The Supreme Court has proclaimed that there is an absolute Right to Privacy hidden in the Constitution, one that apparently went unnoticed during the first two centuries of the Republic. Privacy rights, we are told, insure that such procedures as abortion and gay marriage will be absolutely protected by the Constitution because they are the private affairs of private citizens that no government dare intrude upon.
Americans are so jealous of their personal privacy that when the government attempts to spy on such far from American groups as international terrorists, there is an immediate outcry that even terrorists need to have their privacy protected. Listening in on the private conversations of murderers who would like to exterminate the populations of New York or Boston is said to be an egregious violation of those murderers’ right to make their plans in peace (as it were). And we all know that when some thug is put on trial, he has the absolute right to remain silent during the trial and can never be compelled to say anything against himself.

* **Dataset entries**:
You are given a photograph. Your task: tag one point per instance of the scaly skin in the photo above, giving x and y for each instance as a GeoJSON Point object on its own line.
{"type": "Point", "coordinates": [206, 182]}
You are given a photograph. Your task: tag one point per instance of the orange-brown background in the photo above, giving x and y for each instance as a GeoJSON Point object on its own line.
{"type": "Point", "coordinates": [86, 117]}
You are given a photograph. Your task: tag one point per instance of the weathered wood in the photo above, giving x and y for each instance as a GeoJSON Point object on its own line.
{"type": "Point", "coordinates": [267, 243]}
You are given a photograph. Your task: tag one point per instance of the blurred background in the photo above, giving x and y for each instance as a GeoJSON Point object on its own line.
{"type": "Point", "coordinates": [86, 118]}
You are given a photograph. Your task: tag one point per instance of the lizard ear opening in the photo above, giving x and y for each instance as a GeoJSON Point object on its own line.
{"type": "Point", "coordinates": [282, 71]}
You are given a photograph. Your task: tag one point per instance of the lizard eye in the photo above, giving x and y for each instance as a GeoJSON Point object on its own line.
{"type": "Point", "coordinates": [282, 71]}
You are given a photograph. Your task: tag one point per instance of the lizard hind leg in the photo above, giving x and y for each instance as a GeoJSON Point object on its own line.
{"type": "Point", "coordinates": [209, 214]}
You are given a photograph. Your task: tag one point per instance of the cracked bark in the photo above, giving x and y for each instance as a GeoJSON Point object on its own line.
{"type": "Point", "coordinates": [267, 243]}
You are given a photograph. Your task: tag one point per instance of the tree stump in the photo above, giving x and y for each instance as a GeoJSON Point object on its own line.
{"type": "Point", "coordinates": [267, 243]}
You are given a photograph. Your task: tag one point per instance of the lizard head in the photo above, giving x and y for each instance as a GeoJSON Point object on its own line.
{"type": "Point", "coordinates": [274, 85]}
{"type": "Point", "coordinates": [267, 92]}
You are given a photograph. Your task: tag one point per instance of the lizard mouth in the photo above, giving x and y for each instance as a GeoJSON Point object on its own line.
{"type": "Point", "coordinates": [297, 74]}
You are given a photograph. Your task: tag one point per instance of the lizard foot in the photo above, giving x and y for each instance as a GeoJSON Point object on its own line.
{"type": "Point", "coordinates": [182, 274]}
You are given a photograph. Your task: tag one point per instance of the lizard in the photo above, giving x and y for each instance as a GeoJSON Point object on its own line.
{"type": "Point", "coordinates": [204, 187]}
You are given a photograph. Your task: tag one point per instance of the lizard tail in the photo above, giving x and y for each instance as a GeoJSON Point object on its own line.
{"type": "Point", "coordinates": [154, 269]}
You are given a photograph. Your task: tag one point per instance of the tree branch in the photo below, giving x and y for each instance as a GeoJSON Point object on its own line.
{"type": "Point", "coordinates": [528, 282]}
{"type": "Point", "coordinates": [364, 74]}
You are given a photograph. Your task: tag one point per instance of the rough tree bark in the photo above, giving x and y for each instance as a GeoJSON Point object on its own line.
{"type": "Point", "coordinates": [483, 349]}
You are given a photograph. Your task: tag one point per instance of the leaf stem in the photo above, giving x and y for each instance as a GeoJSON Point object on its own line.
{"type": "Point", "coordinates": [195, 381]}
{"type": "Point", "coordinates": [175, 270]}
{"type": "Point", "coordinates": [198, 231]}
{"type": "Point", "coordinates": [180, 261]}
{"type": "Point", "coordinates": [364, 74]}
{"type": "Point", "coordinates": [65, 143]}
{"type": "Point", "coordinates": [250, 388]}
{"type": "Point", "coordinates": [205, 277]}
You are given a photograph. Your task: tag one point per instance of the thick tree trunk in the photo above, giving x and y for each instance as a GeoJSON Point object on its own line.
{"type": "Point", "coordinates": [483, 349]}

* **Required actions**:
1 – Retype the part of the privacy-rights passage that opens with the words containing "The Supreme Court" and closes with "dare intrude upon.".
2 – Check each statement against the privacy-rights passage, answering yes or no and quoting the words that settle it: (a) the passage says the Right to Privacy went unnoticed during the first two centuries of the Republic; (b) the passage says a person on trial can be compelled to say things against himself; (c) the passage names abortion and gay marriage as matters protected by privacy rights.

* **Task-by-task outputs**:
1 –
The Supreme Court has proclaimed that there is an absolute Right to Privacy hidden in the Constitution, one that apparently went unnoticed during the first two centuries of the Republic. Privacy rights, we are told, insure that such procedures as abortion and gay marriage will be absolutely protected by the Constitution because they are the private affairs of private citizens that no government dare intrude upon.

2 –
(a) Yes: "one that apparently went unnoticed during the first two centuries of the Republic"
(b) No: "can never be compelled to say anything against himself"
(c) Yes: "such procedures as abortion and gay marriage will be absolutely protected by the Constitution"